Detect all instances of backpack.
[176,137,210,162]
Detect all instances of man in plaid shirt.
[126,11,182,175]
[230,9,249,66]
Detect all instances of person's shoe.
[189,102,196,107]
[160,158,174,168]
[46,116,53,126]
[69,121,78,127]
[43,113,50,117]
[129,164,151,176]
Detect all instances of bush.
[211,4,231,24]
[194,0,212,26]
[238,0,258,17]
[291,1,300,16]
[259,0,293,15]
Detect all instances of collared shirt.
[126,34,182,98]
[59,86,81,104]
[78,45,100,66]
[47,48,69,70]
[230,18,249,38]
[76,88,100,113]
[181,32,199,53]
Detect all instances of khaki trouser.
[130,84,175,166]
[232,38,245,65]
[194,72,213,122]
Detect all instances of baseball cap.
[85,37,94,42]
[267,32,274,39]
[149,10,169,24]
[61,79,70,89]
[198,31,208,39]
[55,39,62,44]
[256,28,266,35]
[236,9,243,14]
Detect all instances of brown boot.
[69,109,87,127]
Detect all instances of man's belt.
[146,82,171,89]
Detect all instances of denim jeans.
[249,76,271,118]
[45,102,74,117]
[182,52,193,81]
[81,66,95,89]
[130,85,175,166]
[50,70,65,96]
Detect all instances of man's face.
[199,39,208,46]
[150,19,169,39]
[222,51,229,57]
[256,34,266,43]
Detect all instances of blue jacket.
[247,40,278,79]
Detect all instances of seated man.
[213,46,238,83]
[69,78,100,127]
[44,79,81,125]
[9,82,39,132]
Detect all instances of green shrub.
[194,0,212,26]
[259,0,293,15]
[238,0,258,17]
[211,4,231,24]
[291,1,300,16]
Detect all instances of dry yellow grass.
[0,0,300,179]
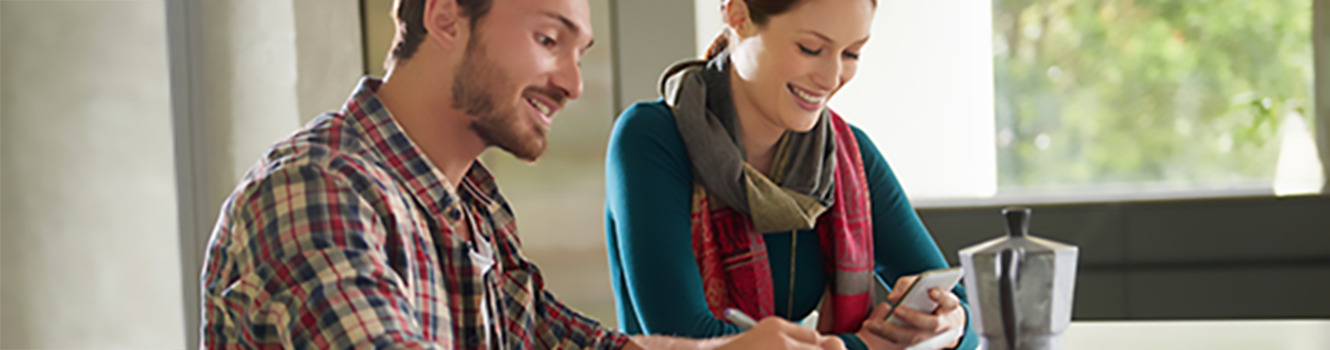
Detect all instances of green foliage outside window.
[994,0,1313,190]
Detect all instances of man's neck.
[376,60,488,189]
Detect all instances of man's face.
[452,0,592,161]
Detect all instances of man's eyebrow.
[544,11,596,52]
[544,11,581,35]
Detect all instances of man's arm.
[202,165,451,349]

= = = = = = =

What the task requires: Scale the material from its first line through the line containing "[69,109,87,127]", including that line, and write out only those lines, requests included. Multiply every bounding-box coordinate by 2.15 and round it to a whole number, with halves rounded up.

Reply to the task:
Detect all instances of backpack.
[378,295,452,348]
Detect all instances of man in plaid shirt.
[271,24,391,376]
[495,19,535,142]
Detect all instances of person's shoe.
[406,219,421,230]
[344,340,374,361]
[99,249,114,271]
[148,260,168,273]
[92,243,108,252]
[277,353,325,378]
Detect all instances of bush.
[454,9,497,52]
[417,0,456,56]
[512,0,555,37]
[626,2,645,34]
[557,0,630,32]
Detect all instances of collared shirt.
[271,73,391,211]
[127,185,174,224]
[168,97,215,142]
[101,103,148,151]
[495,39,535,82]
[163,189,215,243]
[389,69,428,114]
Detect all instances of khaki trouser.
[280,181,376,357]
[499,82,527,140]
[417,155,458,262]
Detect all instances of baseball cap.
[183,80,202,90]
[574,69,589,84]
[320,22,363,52]
[131,170,151,191]
[426,67,447,84]
[118,84,133,95]
[550,60,572,75]
[507,19,522,30]
Detect all instances of brown boot.
[148,234,187,273]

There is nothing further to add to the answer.